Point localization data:
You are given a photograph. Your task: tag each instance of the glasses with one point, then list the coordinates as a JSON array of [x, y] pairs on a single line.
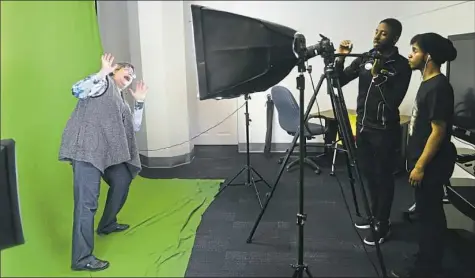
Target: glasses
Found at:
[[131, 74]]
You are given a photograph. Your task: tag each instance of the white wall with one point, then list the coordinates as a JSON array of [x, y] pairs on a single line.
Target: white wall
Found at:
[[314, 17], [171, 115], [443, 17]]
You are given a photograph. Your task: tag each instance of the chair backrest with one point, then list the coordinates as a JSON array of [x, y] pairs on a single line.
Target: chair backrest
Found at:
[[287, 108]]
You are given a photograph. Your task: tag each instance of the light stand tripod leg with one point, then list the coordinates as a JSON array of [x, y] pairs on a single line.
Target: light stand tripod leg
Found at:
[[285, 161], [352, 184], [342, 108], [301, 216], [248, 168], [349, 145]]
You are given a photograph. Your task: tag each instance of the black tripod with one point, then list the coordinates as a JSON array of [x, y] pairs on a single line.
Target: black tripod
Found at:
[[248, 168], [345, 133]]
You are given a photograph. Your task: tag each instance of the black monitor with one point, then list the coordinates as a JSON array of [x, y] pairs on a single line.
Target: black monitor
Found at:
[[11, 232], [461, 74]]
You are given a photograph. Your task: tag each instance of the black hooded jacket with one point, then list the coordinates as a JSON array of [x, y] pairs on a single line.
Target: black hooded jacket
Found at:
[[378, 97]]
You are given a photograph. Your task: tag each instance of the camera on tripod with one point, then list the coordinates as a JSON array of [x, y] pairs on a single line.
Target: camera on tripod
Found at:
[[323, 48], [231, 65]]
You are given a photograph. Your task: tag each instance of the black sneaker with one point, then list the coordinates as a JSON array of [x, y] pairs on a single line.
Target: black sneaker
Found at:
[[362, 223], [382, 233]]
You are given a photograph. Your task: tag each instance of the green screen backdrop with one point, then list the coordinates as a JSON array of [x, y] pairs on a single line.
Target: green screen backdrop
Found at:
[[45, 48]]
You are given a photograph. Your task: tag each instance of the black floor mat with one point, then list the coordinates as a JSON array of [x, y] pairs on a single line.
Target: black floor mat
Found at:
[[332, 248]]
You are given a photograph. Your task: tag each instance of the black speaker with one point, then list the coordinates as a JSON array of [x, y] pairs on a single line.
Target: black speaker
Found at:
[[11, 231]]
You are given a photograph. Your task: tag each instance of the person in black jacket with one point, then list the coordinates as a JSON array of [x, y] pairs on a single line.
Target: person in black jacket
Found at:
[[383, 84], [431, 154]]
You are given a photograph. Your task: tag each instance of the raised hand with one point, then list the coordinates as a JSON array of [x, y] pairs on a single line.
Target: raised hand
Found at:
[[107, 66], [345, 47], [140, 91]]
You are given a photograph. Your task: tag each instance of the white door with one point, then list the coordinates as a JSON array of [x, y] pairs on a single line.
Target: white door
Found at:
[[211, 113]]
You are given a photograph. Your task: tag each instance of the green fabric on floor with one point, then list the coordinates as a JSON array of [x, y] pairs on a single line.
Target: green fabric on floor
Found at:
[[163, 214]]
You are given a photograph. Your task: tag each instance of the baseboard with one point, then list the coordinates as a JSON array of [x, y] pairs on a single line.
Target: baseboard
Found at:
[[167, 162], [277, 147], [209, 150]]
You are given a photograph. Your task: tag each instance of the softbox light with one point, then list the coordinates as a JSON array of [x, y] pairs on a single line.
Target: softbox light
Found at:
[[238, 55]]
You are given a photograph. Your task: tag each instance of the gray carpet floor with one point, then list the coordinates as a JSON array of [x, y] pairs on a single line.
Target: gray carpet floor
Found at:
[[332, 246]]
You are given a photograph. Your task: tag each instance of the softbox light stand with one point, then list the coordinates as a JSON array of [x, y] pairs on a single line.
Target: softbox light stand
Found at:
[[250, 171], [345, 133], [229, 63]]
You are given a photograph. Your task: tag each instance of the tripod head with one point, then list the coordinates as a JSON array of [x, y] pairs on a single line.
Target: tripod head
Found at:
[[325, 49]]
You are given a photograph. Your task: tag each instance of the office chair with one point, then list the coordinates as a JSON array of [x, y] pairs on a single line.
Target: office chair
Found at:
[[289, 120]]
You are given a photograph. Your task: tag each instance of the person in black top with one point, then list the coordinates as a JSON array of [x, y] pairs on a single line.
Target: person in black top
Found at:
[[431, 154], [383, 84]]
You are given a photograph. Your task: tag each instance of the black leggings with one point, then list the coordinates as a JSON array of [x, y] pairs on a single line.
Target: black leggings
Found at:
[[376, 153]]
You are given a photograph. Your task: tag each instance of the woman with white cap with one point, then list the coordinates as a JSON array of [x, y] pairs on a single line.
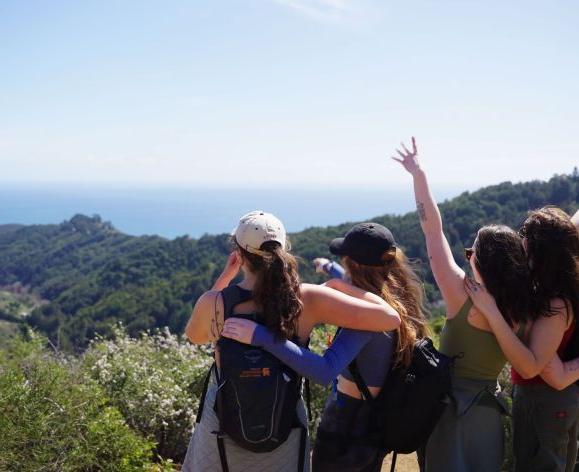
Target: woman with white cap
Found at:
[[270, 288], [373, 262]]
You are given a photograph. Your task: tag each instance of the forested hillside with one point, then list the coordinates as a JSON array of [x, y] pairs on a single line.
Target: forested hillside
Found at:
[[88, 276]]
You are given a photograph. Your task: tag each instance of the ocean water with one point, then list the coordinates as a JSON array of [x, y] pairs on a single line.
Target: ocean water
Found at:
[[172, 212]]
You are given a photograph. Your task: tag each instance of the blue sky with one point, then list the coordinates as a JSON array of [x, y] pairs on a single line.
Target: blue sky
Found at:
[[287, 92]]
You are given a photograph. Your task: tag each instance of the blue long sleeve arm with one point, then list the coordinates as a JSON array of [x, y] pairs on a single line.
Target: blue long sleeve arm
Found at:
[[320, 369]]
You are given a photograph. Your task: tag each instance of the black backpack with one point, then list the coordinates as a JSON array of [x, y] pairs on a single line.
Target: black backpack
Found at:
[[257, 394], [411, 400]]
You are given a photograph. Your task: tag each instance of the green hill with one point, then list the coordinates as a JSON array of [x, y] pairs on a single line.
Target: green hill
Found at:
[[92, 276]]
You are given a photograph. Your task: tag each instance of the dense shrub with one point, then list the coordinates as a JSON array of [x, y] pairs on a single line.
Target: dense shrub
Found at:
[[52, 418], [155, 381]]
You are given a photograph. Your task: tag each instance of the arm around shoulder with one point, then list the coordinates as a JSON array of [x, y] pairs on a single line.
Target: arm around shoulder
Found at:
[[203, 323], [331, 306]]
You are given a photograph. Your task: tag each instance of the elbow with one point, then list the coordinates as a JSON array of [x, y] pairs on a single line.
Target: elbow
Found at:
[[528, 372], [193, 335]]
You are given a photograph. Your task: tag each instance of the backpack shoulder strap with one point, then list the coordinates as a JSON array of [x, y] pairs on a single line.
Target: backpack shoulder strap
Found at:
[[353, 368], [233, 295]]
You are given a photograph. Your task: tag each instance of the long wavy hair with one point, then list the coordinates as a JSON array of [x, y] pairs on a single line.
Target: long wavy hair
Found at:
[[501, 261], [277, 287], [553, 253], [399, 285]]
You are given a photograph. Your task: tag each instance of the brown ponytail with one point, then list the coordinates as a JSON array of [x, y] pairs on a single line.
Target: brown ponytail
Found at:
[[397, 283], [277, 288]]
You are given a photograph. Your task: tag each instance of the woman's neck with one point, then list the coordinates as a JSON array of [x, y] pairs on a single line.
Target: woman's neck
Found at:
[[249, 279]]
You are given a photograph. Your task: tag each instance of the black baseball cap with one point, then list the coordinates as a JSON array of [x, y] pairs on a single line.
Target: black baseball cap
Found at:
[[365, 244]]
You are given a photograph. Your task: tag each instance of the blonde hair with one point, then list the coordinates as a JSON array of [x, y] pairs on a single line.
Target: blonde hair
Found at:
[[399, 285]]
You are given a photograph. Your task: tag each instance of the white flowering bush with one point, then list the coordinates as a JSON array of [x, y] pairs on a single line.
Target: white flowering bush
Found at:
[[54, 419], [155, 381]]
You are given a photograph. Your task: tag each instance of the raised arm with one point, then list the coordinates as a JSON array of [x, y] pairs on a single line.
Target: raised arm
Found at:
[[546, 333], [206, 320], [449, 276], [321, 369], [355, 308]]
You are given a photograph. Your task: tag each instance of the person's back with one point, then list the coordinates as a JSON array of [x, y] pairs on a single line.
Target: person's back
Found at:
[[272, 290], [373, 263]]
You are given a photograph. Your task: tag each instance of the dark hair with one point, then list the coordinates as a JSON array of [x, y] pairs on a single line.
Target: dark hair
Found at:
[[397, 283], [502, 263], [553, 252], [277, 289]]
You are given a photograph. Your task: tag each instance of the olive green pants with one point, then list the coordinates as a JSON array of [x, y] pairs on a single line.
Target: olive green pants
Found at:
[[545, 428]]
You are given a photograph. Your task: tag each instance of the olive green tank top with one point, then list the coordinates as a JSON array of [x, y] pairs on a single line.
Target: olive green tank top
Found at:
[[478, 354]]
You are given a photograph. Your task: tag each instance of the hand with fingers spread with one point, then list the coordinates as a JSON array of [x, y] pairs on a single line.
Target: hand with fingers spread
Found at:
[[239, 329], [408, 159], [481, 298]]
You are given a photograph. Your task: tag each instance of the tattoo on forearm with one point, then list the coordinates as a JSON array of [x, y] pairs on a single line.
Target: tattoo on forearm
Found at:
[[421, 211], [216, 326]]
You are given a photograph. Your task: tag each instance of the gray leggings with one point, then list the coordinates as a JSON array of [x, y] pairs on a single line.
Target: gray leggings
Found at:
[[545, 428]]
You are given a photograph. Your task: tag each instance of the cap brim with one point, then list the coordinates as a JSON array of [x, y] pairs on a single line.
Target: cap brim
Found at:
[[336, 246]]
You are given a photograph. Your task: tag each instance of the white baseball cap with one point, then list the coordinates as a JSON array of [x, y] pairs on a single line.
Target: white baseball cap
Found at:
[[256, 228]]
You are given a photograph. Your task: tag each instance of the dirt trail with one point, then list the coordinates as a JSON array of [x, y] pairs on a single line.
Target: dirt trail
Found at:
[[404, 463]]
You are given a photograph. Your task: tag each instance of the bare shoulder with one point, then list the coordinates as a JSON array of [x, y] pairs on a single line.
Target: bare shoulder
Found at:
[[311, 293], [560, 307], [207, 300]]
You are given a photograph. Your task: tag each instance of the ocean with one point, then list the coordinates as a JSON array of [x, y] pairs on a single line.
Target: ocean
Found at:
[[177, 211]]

• Exercise: Every line above with the string "tattoo" in it needs to be copied.

• Response below:
You are given a photograph. Your task: tag each instance of the tattoo on forearm with one point, then list the coordinates as a JSON array of [x, y] pairs on a single line.
Target: tattoo on forearm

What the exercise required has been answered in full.